Convert the lines into a Markdown table with two columns, Row and Line, giving each line a row number and omitting blank lines. Begin at the line that contains "Find patio door in the photo above." and stop after the line that contains "[602,77,640,97]".

* Records provided
**********

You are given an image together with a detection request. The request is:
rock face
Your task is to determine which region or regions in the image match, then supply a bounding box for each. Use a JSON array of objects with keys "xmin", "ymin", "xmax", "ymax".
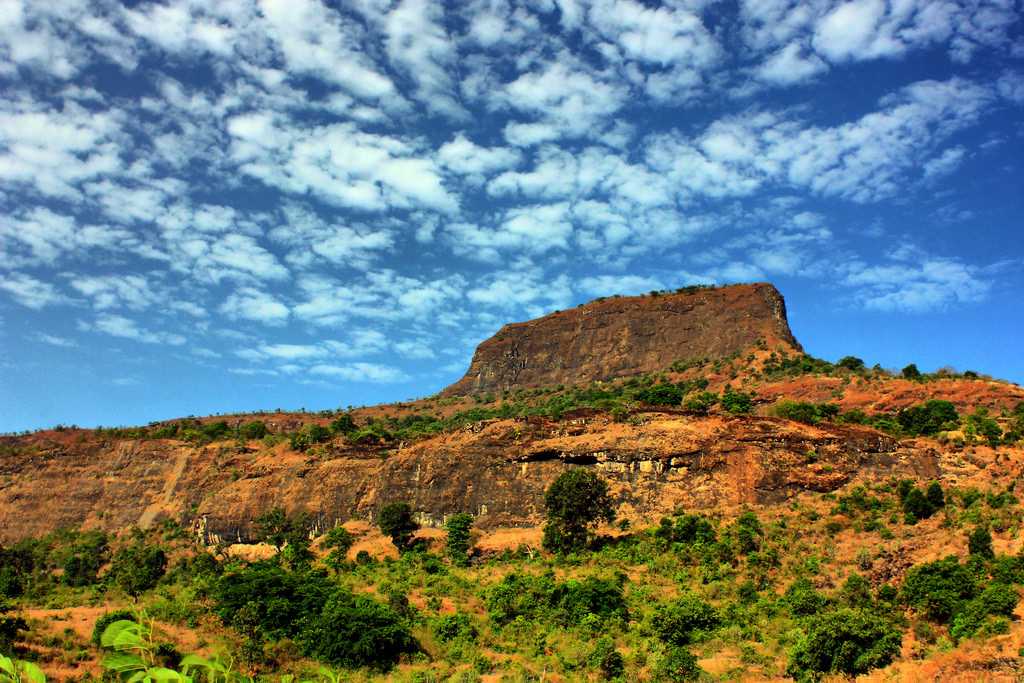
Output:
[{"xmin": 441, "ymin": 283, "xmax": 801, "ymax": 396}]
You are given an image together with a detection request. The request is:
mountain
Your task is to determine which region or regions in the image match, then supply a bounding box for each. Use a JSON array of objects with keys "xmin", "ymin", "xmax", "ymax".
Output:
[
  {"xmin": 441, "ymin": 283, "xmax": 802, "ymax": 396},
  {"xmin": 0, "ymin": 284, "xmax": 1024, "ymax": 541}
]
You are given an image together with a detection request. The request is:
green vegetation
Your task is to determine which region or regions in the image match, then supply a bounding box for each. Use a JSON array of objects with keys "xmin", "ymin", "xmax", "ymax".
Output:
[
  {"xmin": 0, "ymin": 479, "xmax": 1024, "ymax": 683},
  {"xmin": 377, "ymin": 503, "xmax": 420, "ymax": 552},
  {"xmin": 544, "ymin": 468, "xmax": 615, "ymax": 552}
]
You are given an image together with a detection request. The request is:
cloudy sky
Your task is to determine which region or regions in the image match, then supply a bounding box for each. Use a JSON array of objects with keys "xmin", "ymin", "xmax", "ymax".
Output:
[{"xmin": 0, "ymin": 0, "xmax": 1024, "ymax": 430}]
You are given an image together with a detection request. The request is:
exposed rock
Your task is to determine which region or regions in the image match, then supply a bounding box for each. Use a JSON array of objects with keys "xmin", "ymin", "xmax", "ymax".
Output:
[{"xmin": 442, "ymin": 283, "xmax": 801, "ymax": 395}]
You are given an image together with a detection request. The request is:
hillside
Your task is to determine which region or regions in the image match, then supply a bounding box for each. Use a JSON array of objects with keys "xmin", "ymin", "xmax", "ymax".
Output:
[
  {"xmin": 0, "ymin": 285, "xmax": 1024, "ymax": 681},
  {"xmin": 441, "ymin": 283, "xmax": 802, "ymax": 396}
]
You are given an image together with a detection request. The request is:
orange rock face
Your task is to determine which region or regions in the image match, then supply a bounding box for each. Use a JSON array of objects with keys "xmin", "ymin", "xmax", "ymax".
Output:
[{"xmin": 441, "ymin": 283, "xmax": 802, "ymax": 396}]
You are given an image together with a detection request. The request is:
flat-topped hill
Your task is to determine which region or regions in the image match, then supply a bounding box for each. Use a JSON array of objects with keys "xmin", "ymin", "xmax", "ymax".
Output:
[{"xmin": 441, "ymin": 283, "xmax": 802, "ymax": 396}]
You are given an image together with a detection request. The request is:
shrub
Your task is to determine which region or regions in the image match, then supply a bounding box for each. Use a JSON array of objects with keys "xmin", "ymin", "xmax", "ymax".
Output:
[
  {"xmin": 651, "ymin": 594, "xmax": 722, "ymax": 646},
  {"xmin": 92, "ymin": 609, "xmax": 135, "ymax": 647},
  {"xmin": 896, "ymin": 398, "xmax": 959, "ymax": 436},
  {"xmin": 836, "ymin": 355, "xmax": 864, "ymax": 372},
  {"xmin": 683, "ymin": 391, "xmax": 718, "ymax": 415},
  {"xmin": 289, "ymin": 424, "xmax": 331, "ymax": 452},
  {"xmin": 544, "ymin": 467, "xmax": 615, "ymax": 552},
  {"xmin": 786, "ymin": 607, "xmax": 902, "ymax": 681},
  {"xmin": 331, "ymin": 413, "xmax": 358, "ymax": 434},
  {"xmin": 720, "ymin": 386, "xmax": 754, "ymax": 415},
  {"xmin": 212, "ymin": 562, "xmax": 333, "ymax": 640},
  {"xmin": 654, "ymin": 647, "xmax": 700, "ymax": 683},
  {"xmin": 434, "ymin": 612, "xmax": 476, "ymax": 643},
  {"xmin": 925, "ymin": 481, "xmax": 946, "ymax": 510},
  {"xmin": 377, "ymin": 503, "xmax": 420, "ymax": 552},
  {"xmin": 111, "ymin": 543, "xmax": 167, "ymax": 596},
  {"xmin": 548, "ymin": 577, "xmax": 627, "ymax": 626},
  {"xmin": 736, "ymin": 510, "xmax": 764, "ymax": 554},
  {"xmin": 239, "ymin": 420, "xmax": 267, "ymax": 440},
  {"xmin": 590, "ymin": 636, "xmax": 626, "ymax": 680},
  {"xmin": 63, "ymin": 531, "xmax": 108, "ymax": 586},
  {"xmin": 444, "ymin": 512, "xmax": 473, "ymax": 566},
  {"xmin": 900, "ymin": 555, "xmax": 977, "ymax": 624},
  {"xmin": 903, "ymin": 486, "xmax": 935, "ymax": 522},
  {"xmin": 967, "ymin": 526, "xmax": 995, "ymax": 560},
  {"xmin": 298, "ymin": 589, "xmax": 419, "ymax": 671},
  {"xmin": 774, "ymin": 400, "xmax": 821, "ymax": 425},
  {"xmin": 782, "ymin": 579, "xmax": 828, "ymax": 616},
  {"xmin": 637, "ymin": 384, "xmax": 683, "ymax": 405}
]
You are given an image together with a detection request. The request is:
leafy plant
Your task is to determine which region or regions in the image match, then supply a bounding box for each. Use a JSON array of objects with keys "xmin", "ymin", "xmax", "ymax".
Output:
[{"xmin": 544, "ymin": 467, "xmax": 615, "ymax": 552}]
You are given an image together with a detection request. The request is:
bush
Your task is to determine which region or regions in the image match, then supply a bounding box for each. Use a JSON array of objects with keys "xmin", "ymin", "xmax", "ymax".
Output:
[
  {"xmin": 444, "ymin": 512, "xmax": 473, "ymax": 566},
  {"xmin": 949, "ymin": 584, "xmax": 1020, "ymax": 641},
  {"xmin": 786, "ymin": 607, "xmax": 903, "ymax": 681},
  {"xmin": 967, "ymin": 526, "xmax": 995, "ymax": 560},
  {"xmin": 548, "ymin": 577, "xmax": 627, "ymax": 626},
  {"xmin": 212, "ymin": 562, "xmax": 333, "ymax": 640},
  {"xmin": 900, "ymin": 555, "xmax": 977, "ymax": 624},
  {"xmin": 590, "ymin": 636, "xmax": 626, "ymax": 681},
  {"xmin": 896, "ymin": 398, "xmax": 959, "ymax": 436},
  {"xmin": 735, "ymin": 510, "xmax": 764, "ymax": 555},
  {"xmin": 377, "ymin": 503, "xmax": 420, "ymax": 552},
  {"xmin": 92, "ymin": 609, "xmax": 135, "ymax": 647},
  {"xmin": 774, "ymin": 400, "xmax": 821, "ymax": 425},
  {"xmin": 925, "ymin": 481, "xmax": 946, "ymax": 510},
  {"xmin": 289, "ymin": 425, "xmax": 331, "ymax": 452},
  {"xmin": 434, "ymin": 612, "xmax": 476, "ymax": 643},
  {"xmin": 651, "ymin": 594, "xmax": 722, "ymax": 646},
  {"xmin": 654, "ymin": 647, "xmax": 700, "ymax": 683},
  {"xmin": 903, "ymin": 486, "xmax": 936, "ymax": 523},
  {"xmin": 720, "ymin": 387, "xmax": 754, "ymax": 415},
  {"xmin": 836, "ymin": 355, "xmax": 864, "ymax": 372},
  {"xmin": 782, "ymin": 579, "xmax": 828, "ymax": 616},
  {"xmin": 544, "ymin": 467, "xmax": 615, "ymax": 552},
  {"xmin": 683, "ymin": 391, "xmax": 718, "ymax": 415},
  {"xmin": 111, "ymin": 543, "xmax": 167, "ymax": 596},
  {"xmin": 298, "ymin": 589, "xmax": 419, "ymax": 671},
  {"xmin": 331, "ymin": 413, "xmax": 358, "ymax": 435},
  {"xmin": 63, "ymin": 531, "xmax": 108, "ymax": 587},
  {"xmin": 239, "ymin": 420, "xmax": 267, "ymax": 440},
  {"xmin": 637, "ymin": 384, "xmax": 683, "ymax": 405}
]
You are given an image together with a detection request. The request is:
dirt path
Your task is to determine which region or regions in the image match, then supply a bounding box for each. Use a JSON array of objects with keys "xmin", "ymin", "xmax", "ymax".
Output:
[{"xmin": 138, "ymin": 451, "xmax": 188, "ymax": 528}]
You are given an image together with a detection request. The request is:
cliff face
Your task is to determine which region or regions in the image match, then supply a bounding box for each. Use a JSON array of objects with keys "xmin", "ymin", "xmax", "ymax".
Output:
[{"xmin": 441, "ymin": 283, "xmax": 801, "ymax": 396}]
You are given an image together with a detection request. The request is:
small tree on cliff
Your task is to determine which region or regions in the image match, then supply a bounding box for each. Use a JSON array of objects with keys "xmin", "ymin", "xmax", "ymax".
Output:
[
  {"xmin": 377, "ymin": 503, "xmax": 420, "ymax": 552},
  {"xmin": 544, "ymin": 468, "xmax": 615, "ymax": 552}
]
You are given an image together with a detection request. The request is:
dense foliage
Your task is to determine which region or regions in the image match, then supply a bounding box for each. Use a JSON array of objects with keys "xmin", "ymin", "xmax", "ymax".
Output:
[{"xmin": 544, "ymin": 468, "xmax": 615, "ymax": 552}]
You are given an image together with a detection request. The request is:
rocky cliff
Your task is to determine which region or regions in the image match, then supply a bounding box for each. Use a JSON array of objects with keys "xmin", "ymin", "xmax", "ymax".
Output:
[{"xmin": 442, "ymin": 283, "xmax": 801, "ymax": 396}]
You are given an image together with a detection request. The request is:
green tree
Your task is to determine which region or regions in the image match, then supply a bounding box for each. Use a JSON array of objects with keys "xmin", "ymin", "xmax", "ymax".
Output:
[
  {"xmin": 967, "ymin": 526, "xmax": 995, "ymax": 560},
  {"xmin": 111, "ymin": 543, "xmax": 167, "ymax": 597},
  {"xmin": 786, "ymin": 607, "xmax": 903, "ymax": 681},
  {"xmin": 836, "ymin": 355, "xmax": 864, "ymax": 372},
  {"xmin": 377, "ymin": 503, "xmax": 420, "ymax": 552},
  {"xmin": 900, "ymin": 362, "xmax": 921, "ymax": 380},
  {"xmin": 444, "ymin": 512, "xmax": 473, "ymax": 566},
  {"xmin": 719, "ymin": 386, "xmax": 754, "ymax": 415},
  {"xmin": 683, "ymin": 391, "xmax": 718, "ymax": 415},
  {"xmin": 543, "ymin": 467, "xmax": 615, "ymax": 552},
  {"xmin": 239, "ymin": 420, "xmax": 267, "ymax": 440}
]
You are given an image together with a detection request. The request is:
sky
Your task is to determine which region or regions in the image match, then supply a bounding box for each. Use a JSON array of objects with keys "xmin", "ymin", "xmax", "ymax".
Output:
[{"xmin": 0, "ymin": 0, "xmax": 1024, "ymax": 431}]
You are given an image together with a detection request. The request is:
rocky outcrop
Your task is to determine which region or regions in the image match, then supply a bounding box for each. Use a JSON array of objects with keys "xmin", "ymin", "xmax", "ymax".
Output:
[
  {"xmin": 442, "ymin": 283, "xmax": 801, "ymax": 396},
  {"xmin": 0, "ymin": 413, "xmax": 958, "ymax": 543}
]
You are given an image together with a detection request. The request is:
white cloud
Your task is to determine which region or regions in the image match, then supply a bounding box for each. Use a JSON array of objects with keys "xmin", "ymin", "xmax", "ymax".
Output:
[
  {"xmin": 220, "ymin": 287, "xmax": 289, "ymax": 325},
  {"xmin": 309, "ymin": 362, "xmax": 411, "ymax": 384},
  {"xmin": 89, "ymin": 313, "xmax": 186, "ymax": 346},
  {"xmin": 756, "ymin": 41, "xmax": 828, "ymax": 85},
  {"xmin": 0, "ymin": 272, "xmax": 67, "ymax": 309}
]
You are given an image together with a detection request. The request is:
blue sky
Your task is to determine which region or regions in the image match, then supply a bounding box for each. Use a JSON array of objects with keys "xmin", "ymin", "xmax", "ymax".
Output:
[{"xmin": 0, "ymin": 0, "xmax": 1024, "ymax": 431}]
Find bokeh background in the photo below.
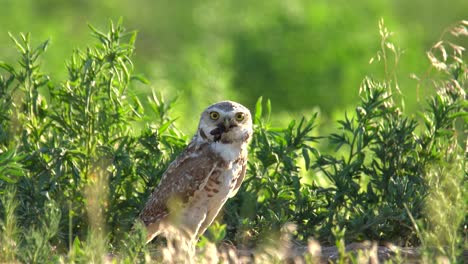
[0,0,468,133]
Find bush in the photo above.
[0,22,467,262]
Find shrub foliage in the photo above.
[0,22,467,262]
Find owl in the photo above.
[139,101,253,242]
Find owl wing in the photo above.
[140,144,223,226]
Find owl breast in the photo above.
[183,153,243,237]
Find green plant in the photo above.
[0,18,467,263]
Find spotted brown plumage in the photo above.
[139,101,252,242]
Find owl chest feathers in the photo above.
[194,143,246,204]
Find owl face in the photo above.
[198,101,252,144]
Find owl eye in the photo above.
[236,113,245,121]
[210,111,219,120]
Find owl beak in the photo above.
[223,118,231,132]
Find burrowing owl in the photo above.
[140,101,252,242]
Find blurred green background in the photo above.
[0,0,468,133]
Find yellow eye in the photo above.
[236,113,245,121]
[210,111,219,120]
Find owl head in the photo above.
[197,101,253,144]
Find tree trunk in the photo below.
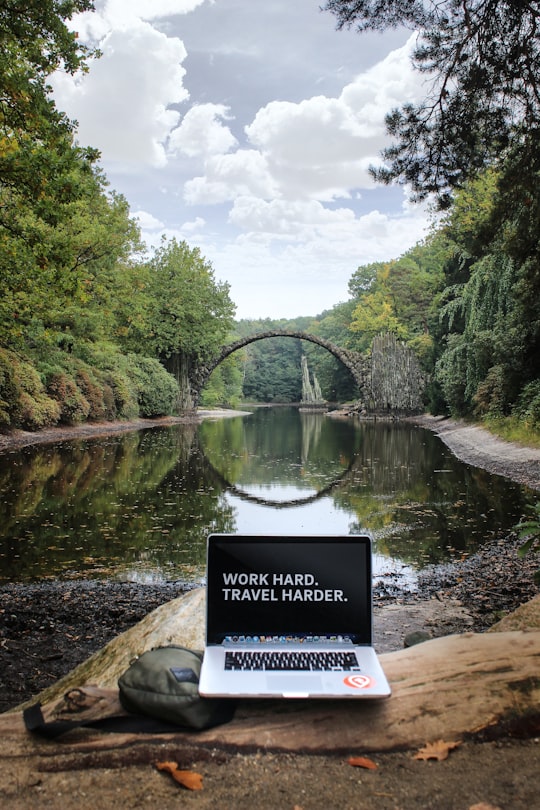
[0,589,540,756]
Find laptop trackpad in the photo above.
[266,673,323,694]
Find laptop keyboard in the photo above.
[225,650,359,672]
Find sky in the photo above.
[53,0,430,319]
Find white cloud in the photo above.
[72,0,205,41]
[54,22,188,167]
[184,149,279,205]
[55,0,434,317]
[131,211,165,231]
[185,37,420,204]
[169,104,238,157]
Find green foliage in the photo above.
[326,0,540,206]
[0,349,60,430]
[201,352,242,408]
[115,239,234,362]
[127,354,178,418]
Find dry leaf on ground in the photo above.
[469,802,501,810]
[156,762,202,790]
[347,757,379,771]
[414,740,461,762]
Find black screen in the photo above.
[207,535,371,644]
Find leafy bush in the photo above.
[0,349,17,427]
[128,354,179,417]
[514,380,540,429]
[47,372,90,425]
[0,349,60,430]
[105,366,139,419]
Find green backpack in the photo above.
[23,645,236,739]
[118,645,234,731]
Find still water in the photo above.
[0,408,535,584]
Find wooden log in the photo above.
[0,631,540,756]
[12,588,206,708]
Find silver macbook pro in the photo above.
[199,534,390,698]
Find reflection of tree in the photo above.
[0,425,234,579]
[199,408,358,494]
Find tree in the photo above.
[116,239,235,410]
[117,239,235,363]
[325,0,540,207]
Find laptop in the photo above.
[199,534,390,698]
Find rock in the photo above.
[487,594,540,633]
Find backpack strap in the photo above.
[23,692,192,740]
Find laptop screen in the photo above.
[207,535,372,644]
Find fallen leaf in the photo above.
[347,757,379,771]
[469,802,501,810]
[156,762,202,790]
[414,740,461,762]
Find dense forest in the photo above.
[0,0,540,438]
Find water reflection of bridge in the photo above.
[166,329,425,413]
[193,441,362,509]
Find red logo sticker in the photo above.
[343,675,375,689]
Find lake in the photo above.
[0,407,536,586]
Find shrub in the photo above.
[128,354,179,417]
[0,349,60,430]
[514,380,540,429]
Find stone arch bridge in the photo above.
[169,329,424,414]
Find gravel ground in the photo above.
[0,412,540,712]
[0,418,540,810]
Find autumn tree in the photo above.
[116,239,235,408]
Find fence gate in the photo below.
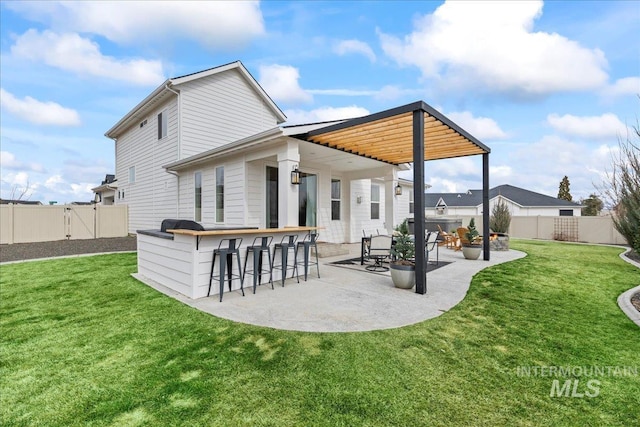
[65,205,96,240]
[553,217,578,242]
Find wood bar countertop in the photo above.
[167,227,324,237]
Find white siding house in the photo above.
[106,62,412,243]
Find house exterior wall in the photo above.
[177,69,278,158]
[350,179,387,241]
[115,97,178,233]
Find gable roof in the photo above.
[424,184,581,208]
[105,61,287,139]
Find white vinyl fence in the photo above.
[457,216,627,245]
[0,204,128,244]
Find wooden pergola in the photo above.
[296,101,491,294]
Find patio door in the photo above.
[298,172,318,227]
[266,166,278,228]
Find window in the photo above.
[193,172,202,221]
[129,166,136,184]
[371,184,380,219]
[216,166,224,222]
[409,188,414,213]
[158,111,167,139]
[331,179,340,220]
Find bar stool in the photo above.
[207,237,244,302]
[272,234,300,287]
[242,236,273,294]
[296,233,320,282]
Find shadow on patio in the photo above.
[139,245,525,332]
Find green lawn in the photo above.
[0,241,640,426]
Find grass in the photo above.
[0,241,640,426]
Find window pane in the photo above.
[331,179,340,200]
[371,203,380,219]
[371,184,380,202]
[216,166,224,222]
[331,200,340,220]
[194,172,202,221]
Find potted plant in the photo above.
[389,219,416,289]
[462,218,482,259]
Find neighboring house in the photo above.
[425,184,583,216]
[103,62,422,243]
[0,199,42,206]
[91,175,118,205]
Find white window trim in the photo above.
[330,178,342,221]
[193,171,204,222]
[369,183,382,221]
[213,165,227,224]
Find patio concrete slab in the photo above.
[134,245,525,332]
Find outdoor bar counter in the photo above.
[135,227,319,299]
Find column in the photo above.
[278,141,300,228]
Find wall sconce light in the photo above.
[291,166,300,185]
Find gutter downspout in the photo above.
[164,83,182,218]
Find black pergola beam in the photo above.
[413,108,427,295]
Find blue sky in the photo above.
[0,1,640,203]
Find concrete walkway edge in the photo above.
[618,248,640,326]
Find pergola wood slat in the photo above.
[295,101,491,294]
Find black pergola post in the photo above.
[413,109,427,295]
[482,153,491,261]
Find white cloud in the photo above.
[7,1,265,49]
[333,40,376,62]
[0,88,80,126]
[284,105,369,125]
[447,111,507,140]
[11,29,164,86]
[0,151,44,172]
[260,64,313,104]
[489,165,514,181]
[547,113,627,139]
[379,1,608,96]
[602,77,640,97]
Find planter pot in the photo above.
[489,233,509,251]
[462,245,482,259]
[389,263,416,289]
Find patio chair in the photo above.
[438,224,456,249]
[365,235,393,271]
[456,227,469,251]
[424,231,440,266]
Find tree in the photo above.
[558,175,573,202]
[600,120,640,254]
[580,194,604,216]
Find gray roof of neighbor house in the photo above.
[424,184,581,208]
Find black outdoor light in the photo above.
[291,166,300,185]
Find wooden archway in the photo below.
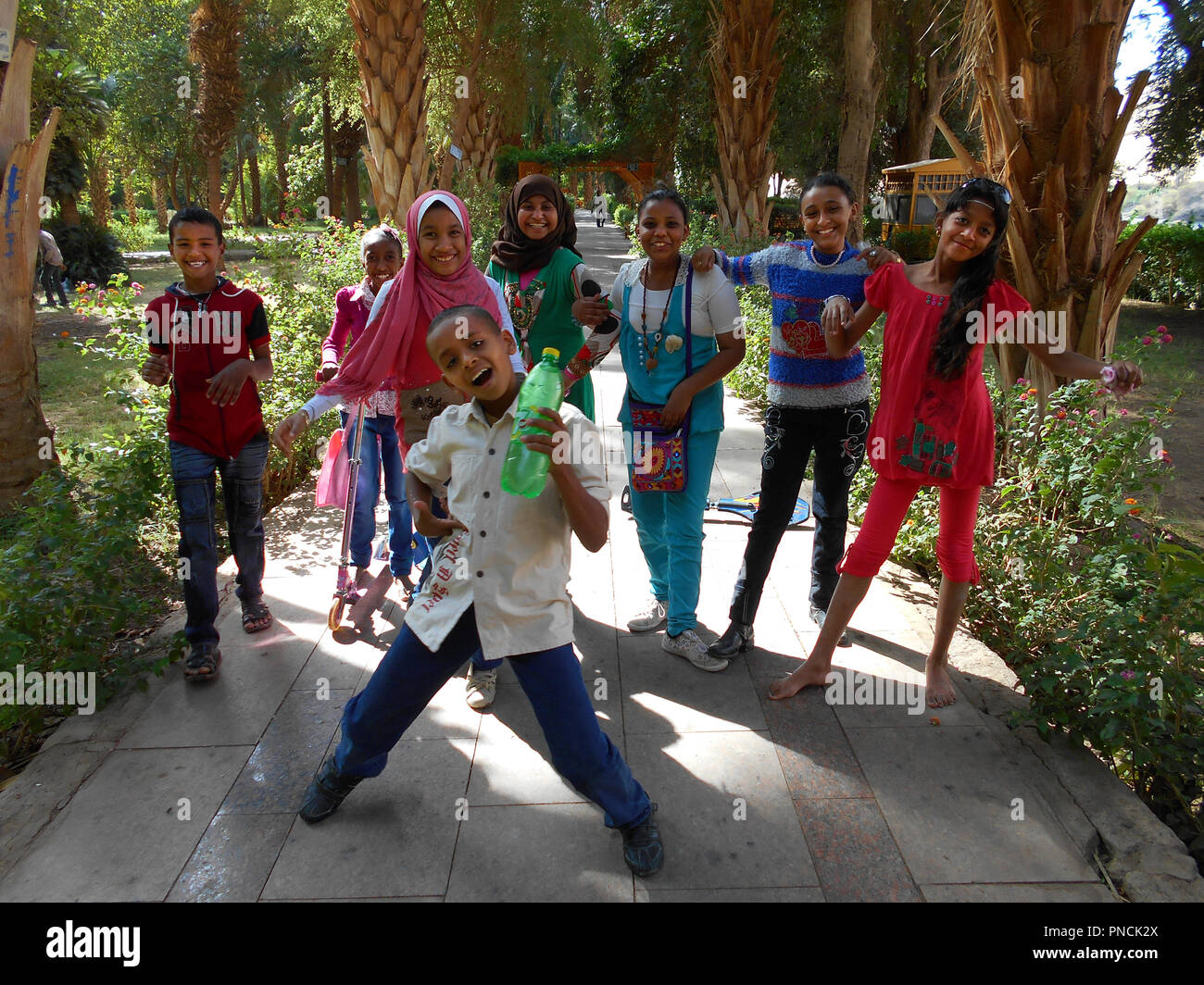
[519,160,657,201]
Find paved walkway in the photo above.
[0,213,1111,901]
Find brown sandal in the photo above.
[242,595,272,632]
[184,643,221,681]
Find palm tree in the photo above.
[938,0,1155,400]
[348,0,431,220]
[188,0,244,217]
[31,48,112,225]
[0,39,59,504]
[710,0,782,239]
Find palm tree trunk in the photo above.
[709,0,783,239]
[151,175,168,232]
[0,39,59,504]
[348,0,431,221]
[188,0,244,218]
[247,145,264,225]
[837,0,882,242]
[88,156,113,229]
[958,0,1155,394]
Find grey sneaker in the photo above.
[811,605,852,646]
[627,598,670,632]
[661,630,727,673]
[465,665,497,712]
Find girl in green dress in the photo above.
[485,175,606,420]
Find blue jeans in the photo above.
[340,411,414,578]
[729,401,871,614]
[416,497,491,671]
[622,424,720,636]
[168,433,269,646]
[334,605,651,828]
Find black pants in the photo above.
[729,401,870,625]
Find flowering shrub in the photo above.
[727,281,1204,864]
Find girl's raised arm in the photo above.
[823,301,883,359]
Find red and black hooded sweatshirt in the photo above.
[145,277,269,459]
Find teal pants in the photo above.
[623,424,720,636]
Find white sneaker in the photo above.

**********

* The answer
| Row | Line |
|---|---|
| 1 | Find patio door in the photo above. |
| 2 | [298,172,318,227] |
| 3 | [266,166,278,228] |
| 4 | Find window in the photo above. |
| 5 | [193,172,202,221] |
| 6 | [129,166,136,184] |
| 7 | [371,184,380,219] |
| 8 | [216,166,224,222] |
| 9 | [409,188,414,213] |
| 10 | [158,111,167,139] |
| 11 | [331,179,340,220] |
| 12 | Find bar stool in the photo above. |
| 13 | [207,237,244,302] |
| 14 | [272,234,300,287] |
| 15 | [242,236,273,294] |
| 16 | [296,233,320,282] |
| 17 | Find shadow on patio in the photo above. |
| 18 | [139,245,525,332] |
| 19 | Find green lawn in the photo above. |
| 20 | [0,241,640,426] |
| 21 | Find grass in the photo above. |
| 22 | [0,241,640,426] |
| 23 | Find window pane in the photo above. |
| 24 | [331,179,340,200] |
| 25 | [371,203,380,219] |
| 26 | [371,184,380,202] |
| 27 | [216,166,224,222] |
| 28 | [331,200,340,220] |
| 29 | [194,172,202,221] |
| 30 | Find potted plant in the photo above. |
| 31 | [389,219,416,289] |
| 32 | [462,218,482,259] |
| 33 | Find neighboring house in the photo above. |
| 34 | [425,184,583,216] |
| 35 | [103,62,422,243] |
| 36 | [0,199,42,206] |
| 37 | [91,175,118,205] |
| 38 | Find white window trim in the photo above. |
| 39 | [330,178,342,221] |
| 40 | [193,171,204,222] |
| 41 | [369,183,382,221] |
| 42 | [213,165,227,224] |
| 43 | Find patio concrete slab in the photo above. |
| 44 | [134,245,525,332] |
| 45 | Find outdoor bar counter in the photo above. |
| 46 | [135,227,319,299] |
| 47 | Find column in the photo above. |
| 48 | [278,141,300,228] |
| 49 | Find wall sconce light in the photo above. |
| 50 | [291,166,300,185] |
| 51 | Find gutter downspout in the photo above. |
| 52 | [164,83,182,218] |
| 53 | Find black pergola beam in the photo above. |
| 54 | [413,108,427,295] |
| 55 | Find blue sky in the photo above. |
| 56 | [0,1,640,203] |
| 57 | Find concrete walkway edge in the photo above. |
| 58 | [618,248,640,326] |
| 59 | Find pergola wood slat in the photo above. |
| 60 | [295,101,491,294] |
| 61 | Find black pergola post in the photo above. |
| 62 | [413,109,427,295] |
| 63 | [482,153,491,261] |
| 64 | Find white cloud in the photo above. |
| 65 | [7,1,265,49] |
| 66 | [333,40,376,62] |
| 67 | [0,88,80,126] |
| 68 | [284,105,369,125] |
| 69 | [447,111,507,140] |
| 70 | [11,29,164,86] |
| 71 | [0,151,44,172] |
| 72 | [260,64,313,104] |
| 73 | [489,165,514,181] |
| 74 | [547,113,627,139] |
| 75 | [379,1,608,96] |
| 76 | [602,77,640,97] |